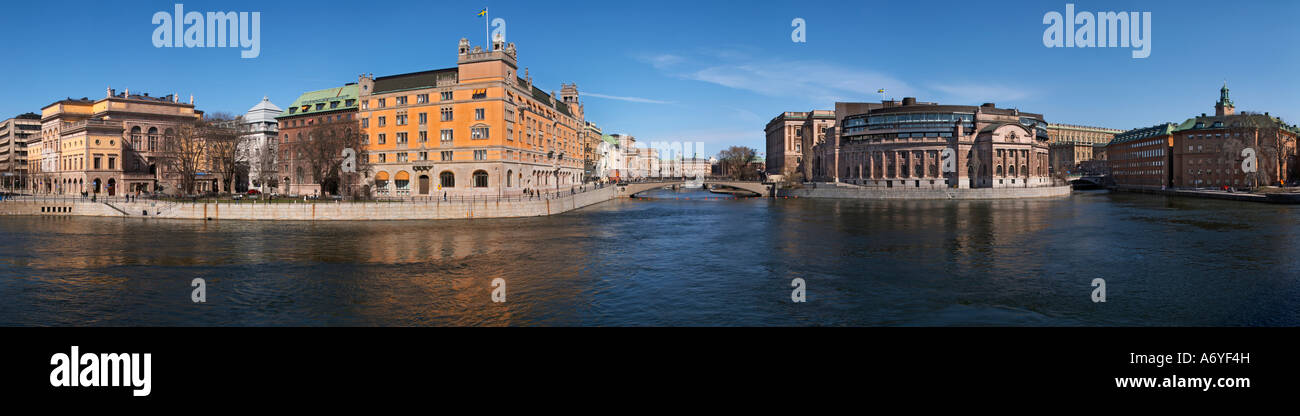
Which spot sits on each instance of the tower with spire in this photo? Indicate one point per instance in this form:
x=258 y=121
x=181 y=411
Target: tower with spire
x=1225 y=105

--

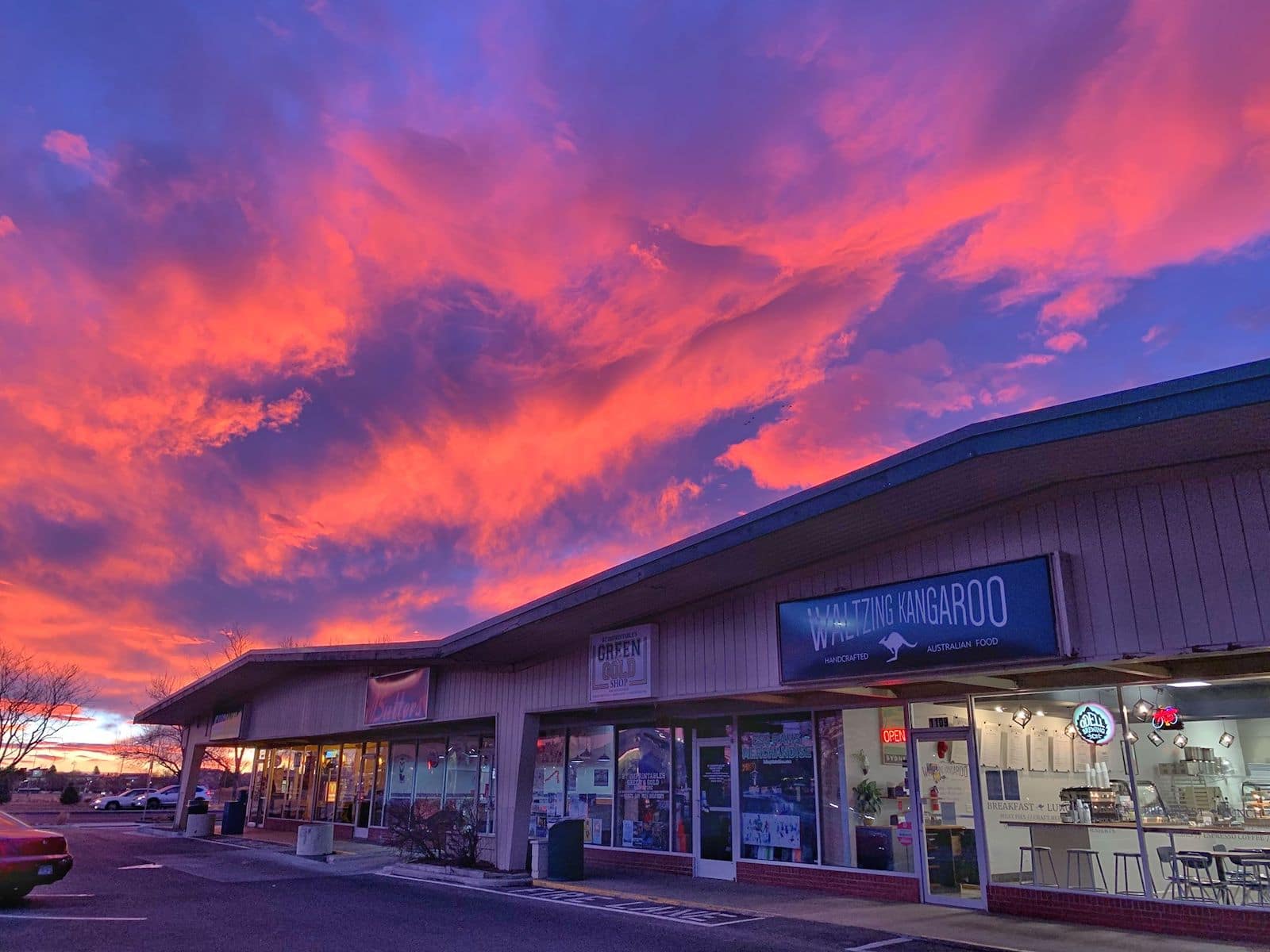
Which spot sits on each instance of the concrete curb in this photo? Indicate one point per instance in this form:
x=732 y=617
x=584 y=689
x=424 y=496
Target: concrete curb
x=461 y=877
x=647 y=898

*REQUIRED ACTION*:
Scan the material above. Copy each line that holds the word "sits".

*RESPONSE AREA*:
Which spot sits on each instance of the tower with spire in this photo? Indicate one point per instance in this form:
Which spot sits on each instance of the concrete curb in this photo? Indicate one point per instance in this form:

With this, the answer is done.